*** Opening Material to process ***

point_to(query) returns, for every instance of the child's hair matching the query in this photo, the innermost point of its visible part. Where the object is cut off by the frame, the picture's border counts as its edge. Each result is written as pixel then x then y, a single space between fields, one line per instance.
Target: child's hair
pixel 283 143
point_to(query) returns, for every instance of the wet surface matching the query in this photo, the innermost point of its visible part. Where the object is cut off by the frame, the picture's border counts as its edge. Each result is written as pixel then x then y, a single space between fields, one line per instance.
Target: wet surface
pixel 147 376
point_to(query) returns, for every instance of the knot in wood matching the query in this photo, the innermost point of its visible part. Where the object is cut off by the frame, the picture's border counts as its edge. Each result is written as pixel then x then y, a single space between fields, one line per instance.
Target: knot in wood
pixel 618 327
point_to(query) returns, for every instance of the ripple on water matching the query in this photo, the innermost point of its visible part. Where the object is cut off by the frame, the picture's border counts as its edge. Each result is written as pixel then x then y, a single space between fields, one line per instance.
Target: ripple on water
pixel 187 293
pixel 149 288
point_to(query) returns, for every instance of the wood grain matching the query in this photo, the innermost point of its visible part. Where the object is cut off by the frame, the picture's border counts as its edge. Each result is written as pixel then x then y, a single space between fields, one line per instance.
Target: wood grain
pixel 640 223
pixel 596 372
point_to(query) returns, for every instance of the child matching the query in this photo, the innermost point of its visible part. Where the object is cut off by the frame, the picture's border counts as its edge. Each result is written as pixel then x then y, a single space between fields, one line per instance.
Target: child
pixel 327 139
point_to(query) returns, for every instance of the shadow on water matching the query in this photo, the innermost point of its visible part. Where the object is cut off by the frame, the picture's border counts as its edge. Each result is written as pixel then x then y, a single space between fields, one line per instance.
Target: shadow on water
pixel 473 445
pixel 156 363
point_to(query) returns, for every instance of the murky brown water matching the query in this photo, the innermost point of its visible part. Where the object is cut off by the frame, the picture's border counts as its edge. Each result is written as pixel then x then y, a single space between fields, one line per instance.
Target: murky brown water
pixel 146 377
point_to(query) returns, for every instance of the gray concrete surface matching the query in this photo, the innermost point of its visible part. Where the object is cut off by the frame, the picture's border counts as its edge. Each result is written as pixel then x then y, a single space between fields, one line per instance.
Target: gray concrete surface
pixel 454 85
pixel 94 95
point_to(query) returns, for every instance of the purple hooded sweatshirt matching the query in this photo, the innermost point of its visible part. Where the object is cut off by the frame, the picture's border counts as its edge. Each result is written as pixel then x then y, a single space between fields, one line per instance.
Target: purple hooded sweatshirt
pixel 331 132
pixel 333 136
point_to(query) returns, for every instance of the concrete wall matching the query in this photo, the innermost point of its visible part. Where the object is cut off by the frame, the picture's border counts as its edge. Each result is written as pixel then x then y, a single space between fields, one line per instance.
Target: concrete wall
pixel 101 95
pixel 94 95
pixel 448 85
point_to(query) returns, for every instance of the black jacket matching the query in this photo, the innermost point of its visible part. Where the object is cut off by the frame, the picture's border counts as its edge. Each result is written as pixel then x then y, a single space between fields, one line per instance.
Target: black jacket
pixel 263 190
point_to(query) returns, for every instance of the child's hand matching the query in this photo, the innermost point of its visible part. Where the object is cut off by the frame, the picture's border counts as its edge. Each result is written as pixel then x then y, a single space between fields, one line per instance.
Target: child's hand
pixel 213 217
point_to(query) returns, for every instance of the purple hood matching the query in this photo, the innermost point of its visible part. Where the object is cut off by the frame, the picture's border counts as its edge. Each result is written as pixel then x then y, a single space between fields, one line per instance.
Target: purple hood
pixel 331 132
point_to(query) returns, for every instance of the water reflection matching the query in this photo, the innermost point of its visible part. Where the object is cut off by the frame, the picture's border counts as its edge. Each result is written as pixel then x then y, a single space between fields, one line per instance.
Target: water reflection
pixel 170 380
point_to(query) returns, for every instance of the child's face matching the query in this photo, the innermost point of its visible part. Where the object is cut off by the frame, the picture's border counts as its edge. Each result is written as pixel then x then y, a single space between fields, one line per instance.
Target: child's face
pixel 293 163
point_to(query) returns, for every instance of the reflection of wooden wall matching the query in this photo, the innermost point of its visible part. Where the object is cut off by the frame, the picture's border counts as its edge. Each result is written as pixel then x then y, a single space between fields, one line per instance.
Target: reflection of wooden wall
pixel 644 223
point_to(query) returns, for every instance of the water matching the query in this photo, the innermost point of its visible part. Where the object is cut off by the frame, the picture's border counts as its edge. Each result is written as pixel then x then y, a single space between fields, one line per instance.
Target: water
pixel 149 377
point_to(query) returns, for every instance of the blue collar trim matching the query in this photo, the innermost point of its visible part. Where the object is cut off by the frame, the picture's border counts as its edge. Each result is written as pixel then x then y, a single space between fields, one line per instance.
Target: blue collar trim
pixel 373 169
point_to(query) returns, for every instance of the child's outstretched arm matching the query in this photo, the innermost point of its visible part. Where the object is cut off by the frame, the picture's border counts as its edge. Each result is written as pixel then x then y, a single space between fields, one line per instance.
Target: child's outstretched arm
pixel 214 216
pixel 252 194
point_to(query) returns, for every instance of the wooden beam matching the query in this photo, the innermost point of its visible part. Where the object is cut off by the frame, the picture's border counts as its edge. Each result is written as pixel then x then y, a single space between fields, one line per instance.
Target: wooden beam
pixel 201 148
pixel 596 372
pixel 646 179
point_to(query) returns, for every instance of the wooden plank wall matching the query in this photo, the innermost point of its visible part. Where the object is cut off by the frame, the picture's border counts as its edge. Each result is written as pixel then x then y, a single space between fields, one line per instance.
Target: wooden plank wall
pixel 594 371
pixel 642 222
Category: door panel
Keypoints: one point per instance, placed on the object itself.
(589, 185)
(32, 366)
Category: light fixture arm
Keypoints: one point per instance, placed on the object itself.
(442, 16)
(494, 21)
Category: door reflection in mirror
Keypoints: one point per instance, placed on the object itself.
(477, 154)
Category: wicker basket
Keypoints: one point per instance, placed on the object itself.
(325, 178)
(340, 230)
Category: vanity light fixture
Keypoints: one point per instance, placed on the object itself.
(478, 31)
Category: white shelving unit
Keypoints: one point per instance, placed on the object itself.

*** Closing Material to process ***

Task description ▸
Could you reproduce the data above exactly as given?

Written answer ▸
point_to(query) returns, for every instance of the child's hair matching the query in this photo, the innermost point of its visible part. Where the object is cut off by the frame, the picture's border counts as its edge. Each result is written as pixel then x then y, a single space between fields, one line per instance.
Target: child's hair
pixel 283 143
point_to(query) returns, for every instance of the wet surface matching the query in this photo, the innermost point of its visible part. Where the object is cut off by the frame, the picture's border counts as its edge. Each result is written as pixel then x then y, a single space between fields, one line per instance.
Target: wet surface
pixel 147 376
point_to(query) returns, for every instance of the knot in wood matching the query in this photo, the innermost point of its visible part. Where the object is cut off by the frame, the picture's border counts as its edge. Each result is written as pixel then x then y, a single space between fields, one line per instance.
Target: knot in wood
pixel 618 327
point_to(query) returns, for every instance of the ripple on water matching the query in this photo, the innermost point of its visible part. Where the object is cut off by the frame, the picture's border counts as its edge. Each result is written as pixel then x then y, a single space between fields, one line per instance.
Target: ripple on water
pixel 187 293
pixel 149 288
point_to(query) returns, for every instance of the wood grain matching the query in this photo, the innermost point of its visible part. Where the object is cut off by the frame, the picture's border counts as its edge. Each result is written as pixel then x then y, a single space between fields, one line per instance.
Target: wood grain
pixel 640 223
pixel 596 372
point_to(query) returns, for every instance of the child matching the query in this photo, the innermost point of its visible part. Where the object is cut off by the frame, the picture's border counts as its edge. Each result is written as pixel then x then y, a single space between fields, one line per instance.
Target: child
pixel 327 139
point_to(query) returns, for every instance of the shadow on water matching the query in this photo, the innermost point of its visible part. Where the object is cut off by the frame, the picture's border counts as its edge. Each result is written as pixel then x then y, a single space between fields, one line per instance.
Target: shadow on water
pixel 473 445
pixel 156 363
point_to(query) returns, for every instance of the murky brown water matching the query in this photo, the innermost point of its visible part. Where the object is cut off by the frame, the picture's border counts as its edge. Each result is written as pixel then x then y, a single space between fields, one line per instance.
Target: murky brown water
pixel 146 377
point_to(query) returns, for every instance of the gray concrete surface matching the query in this photo, the innermost point of its visible part. Where the object is cut off by the frame, the picture's border counts as its edge. Each result is written as pixel then x then y, a single space between fields, one line per instance.
Target: gray concrete surface
pixel 454 85
pixel 94 95
point_to(query) returns, for every instance of the purple hooded sweatshirt matching the query in this photo, the innermost point of its visible part. Where the object is cut off by the frame, the picture's border counts as its edge. Each result is written as pixel then x then y, a single space between fields, one line per instance.
Target: purple hooded sweatshirt
pixel 331 132
pixel 333 136
point_to(query) returns, for every instance of the concrete wall matching the query in this photo, the innermost point of its visible part. Where the object is cut off by the frame, the picture's border counts as its edge. Each result is written as pixel then x then y, a single space between fields, one line per instance.
Target: concrete wall
pixel 101 95
pixel 94 95
pixel 448 85
point_to(query) returns, for every instance of the black jacket matching the query in this photo, the innermost point of its visible part. Where the object is cut off by the frame, the picture's border counts as its edge. Each result is written as pixel then x then y, a single space between fields, one line per instance.
Target: black jacket
pixel 263 190
point_to(query) returns, for every instance of the child's hand matching the query in this photo, the innermost point of its visible part. Where the object is cut off by the frame, the picture's border counts as its edge. Each result is written as pixel then x then y, a single space between fields, one line per instance.
Target: child's hand
pixel 213 217
point_to(query) returns, for every instance of the purple hood matching the query in this photo, the innermost point of its visible part. Where the object is cut off by the frame, the picture's border counts as its edge. Each result is written as pixel then x then y, a single space between fields, one line per instance.
Target: purple hood
pixel 331 132
point_to(query) returns, for every instance of the water reflection matching the query in this photo, the innermost point of its visible part. Where the object is cut off by the frame, the picture's border counts as its edge. Each result is written as pixel then x then y, a single space between fields, one line per instance.
Target: water reflection
pixel 170 380
point_to(query) returns, for every instance of the child's face matching the query in this photo, the innermost point of its visible part. Where the object is cut off by the frame, the picture's border counts as its edge. Each result is written as pixel then x then y, a single space between fields, one line per instance.
Target: child's face
pixel 293 163
point_to(query) returns, for every instance of the reflection of wooden wall matching the query in this photo, the innermost point of its visible part. Where the object is cut off by the frame, the picture's border counts as its edge. Each result is written as pixel then x then y, a single space between fields, one line per instance.
Target: reflection of wooden wall
pixel 644 223
point_to(query) returns, for every instance of the water matching the query in this photo, the innermost point of its visible part. Where the object is cut off by the frame, the picture's border counts as its edge. Each result is written as pixel then x then y, a single space between fields, one line per instance.
Target: water
pixel 149 377
point_to(query) returns, for every instance of the blue collar trim matching the query in this photo, the innermost point of its visible part. Where the object is cut off by the frame, the picture's border counts as its edge. Each result is written as pixel then x then y, a single space between fields, one line per instance.
Target: blue collar trim
pixel 373 169
point_to(query) returns, for every instance of the child's outstretched arm matching the query in this photo, the innermost point of its visible part. Where the object is cut off by the frame, the picture's border counts as its edge. Each result is written as pixel then x then y, a single space between fields, one line per instance.
Target: child's outstretched arm
pixel 214 216
pixel 252 194
point_to(query) returns, for every instance of the wooden beam matching the query in this photo, the innermost point of its visible part. Where the object is cut off by the frame, the picture's border counts as its edge. Each result is written as pixel then x then y, a single space between fields, one line per instance.
Target: wooden beam
pixel 201 148
pixel 596 372
pixel 646 179
point_to(query) returns, for every instance of the wooden plank wall matching the query in this photo, the innermost point of its visible part. Where the object is cut off by the frame, the picture's border counts as its edge. Each result is written as pixel then x then y, a single space between fields, one line per instance.
Target: wooden plank wall
pixel 594 371
pixel 642 222
Category: door panel
Keypoints: one point per instance, placed on the object itself.
(589, 185)
(32, 366)
Category: light fixture arm
Keypoints: one point per instance, placed on the object itself.
(442, 16)
(494, 21)
Category: door reflection in mirror
Keypoints: one point per instance, placed on the object itself.
(477, 154)
Category: wicker basket
Keypoints: one point per instance, placed on the object itself.
(325, 178)
(340, 230)
Category: vanity light fixture
Keypoints: one point per instance, placed on the object itself.
(478, 31)
Category: white shelving unit
Keypoints: one point per instance, placed on the object itself.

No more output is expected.